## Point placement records
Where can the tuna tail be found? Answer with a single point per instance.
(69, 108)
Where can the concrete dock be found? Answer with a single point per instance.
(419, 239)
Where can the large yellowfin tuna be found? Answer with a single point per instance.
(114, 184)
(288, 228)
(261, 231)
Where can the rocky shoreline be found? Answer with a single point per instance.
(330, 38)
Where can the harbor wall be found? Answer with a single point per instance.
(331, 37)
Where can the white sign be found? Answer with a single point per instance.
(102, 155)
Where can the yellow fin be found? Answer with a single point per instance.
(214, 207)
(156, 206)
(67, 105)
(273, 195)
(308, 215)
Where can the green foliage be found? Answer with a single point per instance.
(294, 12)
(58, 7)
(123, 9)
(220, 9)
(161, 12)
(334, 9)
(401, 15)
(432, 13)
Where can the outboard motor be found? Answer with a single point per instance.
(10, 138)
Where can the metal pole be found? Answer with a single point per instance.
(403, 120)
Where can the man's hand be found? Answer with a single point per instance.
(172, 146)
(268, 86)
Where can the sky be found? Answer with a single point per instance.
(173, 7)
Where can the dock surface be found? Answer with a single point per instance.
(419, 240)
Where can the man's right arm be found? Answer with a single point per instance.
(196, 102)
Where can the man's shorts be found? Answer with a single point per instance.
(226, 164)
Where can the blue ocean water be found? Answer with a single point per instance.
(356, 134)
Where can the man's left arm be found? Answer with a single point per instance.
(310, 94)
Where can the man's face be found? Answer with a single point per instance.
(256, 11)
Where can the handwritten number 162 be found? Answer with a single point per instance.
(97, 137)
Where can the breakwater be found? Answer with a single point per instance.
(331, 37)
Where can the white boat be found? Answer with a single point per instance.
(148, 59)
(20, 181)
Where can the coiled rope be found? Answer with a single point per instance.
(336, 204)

## EXERCISE GOAL
Repeat all the entries exactly as given.

## REPLY TO THE EXERCISE
Where can the tuna tail be found? Answer with a single point per instance.
(69, 108)
Where can the concrete dock be found? Answer with a single point per instance.
(419, 239)
Where can the large yellowfin tuna be found? Answer with a single point per instance.
(114, 184)
(288, 228)
(261, 231)
Where can the rocky shoreline be found? Answer with a single point per instance.
(330, 38)
Where can the harbor wall be found? Answer with a single point per instance.
(331, 37)
Where can the white sign be found? Answer with a single point per instance.
(102, 155)
Where can the yellow fin be found? Answer with a single point per instance.
(214, 207)
(156, 206)
(67, 105)
(273, 195)
(308, 215)
Where can the green foliage be found? Answer with a single point per instance.
(294, 12)
(58, 7)
(123, 9)
(220, 9)
(161, 12)
(334, 9)
(401, 15)
(432, 13)
Where can the outboard motor be found? Answer with a single point per instance.
(10, 138)
Where can the metal pole be found? Answer with a single point per instance.
(403, 120)
Where can the man's hand be found? Answer with a single point per instance.
(172, 146)
(268, 86)
Where can the sky be found? Answer with a single point per instance.
(173, 7)
Where can the dock surface be found? Answer with a single point per instance.
(419, 240)
Where can the man's right arm be found? Answer with a single point per instance.
(196, 102)
Where can the man's shorts be found? Answer with a single point per instance.
(226, 164)
Where can the blue ocean water be found? Answer with a single point per instance.
(356, 134)
Where can the man's left arm be found? Answer with a single point per instance.
(310, 94)
Where can the man's face be found? Answer with a single point per instance.
(256, 11)
Where can the handwritten number 162 be found? Answer with a single point per instance.
(97, 137)
Where can the breakwater be found? Answer with a single point per instance.
(331, 37)
Where can the white boat be found? Answer with a single point per instance.
(148, 59)
(20, 181)
Where can the coiled rope be found? Answer with a single point per instance.
(336, 204)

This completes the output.